═══ Source records ═══

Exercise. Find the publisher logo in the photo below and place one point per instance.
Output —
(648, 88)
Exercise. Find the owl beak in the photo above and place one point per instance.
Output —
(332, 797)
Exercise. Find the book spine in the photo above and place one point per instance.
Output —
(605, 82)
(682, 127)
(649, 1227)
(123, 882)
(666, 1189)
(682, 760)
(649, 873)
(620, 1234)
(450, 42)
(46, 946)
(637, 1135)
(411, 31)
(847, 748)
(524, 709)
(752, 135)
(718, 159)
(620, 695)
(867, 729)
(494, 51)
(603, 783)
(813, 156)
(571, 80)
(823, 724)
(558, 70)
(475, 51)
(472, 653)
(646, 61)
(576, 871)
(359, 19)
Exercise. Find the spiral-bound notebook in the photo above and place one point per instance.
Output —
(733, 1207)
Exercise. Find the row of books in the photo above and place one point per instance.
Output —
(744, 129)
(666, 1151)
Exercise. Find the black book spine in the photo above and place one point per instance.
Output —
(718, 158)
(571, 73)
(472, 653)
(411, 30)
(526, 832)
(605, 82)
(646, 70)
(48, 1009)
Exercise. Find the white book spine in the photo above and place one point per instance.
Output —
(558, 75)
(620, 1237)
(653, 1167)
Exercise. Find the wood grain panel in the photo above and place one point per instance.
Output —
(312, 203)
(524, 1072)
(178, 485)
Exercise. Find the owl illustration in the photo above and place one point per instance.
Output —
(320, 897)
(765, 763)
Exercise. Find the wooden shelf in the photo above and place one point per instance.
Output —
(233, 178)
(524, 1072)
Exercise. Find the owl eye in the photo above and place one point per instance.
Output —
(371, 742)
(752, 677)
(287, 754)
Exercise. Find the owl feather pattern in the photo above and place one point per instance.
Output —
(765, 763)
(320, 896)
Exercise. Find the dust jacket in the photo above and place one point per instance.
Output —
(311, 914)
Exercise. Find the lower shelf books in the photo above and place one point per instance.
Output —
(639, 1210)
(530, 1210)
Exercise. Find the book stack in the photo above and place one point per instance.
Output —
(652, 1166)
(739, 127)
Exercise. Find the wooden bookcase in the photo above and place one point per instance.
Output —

═══

Task statement:
The records above are to be set down again exactly as written.

Reply:
Exercise. Find the publisher logo in the photo below and place one point per instance.
Output —
(648, 88)
Exercise. Find the owl beak in the photo above and place one point per instance.
Output —
(332, 797)
Exercise. Find the book spine in the photo above and place one point per instance.
Output —
(605, 82)
(682, 127)
(649, 1227)
(123, 882)
(666, 1189)
(682, 760)
(649, 873)
(620, 1234)
(450, 42)
(46, 946)
(637, 1135)
(411, 31)
(847, 748)
(524, 709)
(752, 135)
(718, 159)
(620, 695)
(867, 729)
(494, 51)
(603, 783)
(813, 156)
(571, 80)
(823, 724)
(558, 70)
(475, 51)
(472, 653)
(646, 61)
(576, 871)
(359, 19)
Exercise. Find the spiral-bound notebook in the photo above and place one point per instance.
Output —
(733, 1207)
Exercise. Find the row of books in the photo above and place one point per instance.
Output —
(744, 129)
(666, 1151)
Exercise. Find the black book spine in the photo above and place one point per instance.
Output —
(718, 158)
(571, 73)
(472, 653)
(411, 30)
(526, 832)
(605, 82)
(646, 70)
(48, 1009)
Exercise. Find the white book spine in the photo above and place one point per instance.
Output —
(558, 75)
(620, 1237)
(653, 1167)
Exercise. Find the wood grain panel in the photo above and place one point per instance.
Output —
(312, 203)
(524, 1072)
(178, 485)
Exercise. Find the owl illustration in the photo above and place one point per instance.
Output —
(320, 897)
(765, 763)
Exercise. Find the wooden shelf in the photo above and place one point per instance.
Output —
(233, 178)
(524, 1072)
Exercise. Find the owl eye in the photo above and place one point per instance.
Output —
(371, 742)
(752, 677)
(287, 754)
Exercise. Find the owl feather pattern in the photo above and place one point per instance.
Output —
(765, 763)
(320, 896)
Exercise. Find the dust jacket in the photo above and place one point per instance.
Output —
(311, 914)
Exercise. Find the lower shelf books in the photo above and place one point per instance.
Output —
(639, 1210)
(530, 1210)
Exercise. Find the book stack in the photo above and place one point per instance.
Output —
(652, 1166)
(739, 127)
Exercise. Find the wooden bookcase in the photo above and place one point per instance.
Output —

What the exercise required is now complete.